We’re told the economy is healthy when three things are all rising:
More jobs
More leisure
More spending
These are the signs of progress.
They’re also completely incompatible.
We want a world where everyone is employed.
And a world where no one has to work.
We want to relax.
But we admire those who grind.
We say we hate being overworked.
But we trust an economy more when everyone is working harder.
And we’re supposed to spend — always spend — for the greater good.
Even in the digital world, where production has no limits and consumption never ends.
GDP, jobs, and the treadmill
GDP is simple: the total value of everything we buy and sell.
It doesn’t care if those things are good for us.
It just tracks motion.
It goes up when:
People work 80-hour weeks
People go into debt
People get sick and pay hospital bills
People fight wars and rebuild cities
Someone builds a school
Someone sells painkillers
Someone gets a raise
And we celebrate that growth — whether it came from joy or crisis.
At the same time, we celebrate jobs.
Jobs give people purpose, income, and structure.
But we also talk about a future where we won’t need jobs at all.
Where automation will free us to create, to reflect, to rest.
We’re cheering for two different futures.
And pretending they’re the same.
Then there’s the digital economy
Digital goods don’t run out.
One person watching a video doesn’t prevent a million others from watching the same one.
Supply is endless.
Marginal cost is near zero.
So now, more spending doesn’t just mean more production.
It means more throughput. More streaming. More data. More clicks.
It’s possible to grow the economy —
without anyone making more.

#####

▶ _Task A_
Summarize the text on economic growth in two sentences.
▶ _Task B_
Using the text on economic growth, answer each question briefly:
(i) What does GDP total, according to the text?
(ii) What three things do jobs give people?
(iii) How is the marginal cost of digital goods described?
▶ _Task C_
List every situation the text on economic growth gives under "It goes up when:".

▶ _Collected data_
#####

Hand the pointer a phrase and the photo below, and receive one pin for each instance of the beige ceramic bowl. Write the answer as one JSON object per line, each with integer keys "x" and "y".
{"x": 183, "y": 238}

#####

▶ _Task answer A_
The text says an economy is called healthy when jobs, leisure, and spending all rise, yet these signs are incompatible, since we want everyone employed and also no one needing to work. It describes GDP as the total value of everything bought and sold, growing whether that comes from joy or crisis, and notes that in the digital economy, where supply is endless, the economy can grow without anyone making more.

▶ _Task answer B_
(i) The total value of everything we buy and sell.
(ii) Purpose, income, and structure.
(iii) Near zero.

▶ _Task answer C_
- People work 80-hour weeks
- People go into debt
- People get sick and pay hospital bills
- People fight wars and rebuild cities
- Someone builds a school
- Someone sells painkillers
- Someone gets a raise